[Point labeling examples]
* * *
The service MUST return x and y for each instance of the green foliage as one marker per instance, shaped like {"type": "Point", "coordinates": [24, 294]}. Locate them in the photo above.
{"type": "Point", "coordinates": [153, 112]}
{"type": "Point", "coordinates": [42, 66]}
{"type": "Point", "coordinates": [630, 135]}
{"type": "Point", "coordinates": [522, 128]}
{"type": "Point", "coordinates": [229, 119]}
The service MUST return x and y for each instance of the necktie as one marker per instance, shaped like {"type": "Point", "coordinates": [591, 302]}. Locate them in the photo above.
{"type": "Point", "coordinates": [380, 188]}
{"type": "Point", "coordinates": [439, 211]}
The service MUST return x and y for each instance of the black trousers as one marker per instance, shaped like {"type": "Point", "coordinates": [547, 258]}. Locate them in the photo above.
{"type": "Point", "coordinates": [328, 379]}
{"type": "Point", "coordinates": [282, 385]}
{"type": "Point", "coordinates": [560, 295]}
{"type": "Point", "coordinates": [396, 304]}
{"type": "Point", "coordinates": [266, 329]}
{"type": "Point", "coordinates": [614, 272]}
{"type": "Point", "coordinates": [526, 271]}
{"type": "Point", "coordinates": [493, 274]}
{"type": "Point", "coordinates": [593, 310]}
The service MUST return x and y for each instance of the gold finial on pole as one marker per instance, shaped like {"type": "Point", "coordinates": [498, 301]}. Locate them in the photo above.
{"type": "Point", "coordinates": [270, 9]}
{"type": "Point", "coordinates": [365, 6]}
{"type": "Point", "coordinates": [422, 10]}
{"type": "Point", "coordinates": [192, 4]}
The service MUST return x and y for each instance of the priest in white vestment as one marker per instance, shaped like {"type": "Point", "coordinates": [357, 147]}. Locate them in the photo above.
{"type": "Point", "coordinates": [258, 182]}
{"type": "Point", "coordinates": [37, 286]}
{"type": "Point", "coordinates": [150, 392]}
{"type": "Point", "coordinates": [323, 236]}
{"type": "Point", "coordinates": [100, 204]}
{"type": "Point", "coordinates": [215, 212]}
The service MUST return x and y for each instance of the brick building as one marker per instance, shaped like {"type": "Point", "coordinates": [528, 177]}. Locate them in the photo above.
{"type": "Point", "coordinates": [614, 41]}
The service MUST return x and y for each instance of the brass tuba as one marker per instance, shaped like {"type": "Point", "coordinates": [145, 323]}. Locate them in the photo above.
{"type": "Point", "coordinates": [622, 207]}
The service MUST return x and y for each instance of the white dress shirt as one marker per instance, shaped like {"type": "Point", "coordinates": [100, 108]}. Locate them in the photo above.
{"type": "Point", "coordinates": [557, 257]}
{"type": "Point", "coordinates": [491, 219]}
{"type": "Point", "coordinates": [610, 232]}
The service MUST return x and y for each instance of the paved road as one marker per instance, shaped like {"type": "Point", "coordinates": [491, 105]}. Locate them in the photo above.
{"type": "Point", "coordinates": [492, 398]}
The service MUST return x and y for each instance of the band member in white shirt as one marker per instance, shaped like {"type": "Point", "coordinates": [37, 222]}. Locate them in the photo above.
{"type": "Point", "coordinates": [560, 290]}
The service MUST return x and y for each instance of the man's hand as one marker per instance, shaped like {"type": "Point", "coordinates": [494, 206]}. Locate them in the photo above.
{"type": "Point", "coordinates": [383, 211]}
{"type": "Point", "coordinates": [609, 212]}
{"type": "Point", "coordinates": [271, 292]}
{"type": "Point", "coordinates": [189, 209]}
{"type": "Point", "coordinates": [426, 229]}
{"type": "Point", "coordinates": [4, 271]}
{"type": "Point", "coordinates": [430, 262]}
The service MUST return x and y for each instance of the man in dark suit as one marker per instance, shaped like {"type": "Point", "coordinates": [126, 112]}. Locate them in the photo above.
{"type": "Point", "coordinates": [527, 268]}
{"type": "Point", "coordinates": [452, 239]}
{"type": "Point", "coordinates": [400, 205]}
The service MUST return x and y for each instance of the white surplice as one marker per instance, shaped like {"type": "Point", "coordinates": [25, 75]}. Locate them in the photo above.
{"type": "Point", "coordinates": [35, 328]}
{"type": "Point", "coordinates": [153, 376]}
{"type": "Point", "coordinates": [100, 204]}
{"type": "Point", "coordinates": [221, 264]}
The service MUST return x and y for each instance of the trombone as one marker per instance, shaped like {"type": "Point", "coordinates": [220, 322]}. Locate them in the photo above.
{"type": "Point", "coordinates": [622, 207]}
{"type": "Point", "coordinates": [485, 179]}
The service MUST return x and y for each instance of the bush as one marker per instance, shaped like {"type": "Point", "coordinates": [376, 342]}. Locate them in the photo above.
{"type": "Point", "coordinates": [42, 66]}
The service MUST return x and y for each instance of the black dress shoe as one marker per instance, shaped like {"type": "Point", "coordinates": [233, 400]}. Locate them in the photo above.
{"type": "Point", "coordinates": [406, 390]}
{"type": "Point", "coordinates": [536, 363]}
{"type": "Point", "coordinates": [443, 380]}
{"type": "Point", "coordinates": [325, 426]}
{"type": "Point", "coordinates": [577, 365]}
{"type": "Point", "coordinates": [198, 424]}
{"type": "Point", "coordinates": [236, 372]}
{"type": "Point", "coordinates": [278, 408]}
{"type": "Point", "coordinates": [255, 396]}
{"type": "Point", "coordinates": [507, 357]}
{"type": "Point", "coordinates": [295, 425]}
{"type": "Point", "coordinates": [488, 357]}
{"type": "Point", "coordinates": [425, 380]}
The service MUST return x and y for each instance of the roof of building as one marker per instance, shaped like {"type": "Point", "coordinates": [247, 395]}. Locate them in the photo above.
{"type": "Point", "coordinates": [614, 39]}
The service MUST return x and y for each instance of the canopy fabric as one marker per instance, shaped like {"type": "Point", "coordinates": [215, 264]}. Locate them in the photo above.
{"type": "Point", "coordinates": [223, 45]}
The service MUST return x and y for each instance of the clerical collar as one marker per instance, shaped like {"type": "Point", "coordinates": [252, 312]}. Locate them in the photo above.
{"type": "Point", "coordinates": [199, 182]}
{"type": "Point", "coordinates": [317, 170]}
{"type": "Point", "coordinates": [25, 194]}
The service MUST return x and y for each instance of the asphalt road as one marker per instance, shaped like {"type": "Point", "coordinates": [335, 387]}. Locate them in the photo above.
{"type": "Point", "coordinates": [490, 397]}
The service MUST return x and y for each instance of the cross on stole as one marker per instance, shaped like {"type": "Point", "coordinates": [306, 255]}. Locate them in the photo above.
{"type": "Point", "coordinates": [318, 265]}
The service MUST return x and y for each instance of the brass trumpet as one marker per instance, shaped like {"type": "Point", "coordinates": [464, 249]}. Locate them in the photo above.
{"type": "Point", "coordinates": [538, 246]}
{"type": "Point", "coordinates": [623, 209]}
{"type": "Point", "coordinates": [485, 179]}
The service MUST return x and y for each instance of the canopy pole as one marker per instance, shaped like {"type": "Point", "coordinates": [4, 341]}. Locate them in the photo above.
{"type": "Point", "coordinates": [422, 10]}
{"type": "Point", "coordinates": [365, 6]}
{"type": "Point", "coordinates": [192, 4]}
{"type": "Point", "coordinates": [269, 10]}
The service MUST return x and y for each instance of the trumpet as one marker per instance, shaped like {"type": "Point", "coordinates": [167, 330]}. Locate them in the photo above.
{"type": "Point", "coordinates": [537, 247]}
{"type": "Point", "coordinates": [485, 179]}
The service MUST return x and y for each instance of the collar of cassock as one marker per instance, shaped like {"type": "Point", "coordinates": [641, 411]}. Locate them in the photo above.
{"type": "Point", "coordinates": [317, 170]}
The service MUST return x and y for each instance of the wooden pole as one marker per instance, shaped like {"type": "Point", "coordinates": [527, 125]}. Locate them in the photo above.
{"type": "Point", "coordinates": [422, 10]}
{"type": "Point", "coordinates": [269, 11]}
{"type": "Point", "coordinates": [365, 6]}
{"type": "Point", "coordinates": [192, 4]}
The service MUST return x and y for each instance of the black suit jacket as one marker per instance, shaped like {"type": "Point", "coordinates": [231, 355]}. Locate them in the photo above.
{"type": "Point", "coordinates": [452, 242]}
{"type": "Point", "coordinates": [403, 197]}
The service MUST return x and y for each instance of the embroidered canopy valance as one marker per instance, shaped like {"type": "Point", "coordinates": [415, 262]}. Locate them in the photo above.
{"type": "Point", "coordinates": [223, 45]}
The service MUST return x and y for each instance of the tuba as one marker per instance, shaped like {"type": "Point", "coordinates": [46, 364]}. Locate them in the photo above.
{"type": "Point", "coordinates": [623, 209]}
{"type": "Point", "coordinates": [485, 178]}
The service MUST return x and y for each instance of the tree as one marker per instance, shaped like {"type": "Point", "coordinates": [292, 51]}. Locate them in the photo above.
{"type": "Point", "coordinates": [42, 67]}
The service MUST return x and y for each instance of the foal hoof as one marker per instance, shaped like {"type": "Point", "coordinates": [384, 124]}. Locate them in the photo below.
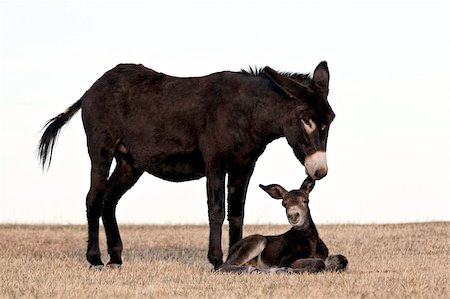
* * *
Copy in full every line of the data above that contains the string "road". The match is case-sensitive.

The service MUST return x and y for each instance of the paved road as one marker per instance, shaped like {"type": "Point", "coordinates": [491, 105]}. Locate them in the photo above.
The service MUST return x and y for each instance of the asphalt road as one marker per instance, shaped like {"type": "Point", "coordinates": [335, 387]}. Locate them in the photo above.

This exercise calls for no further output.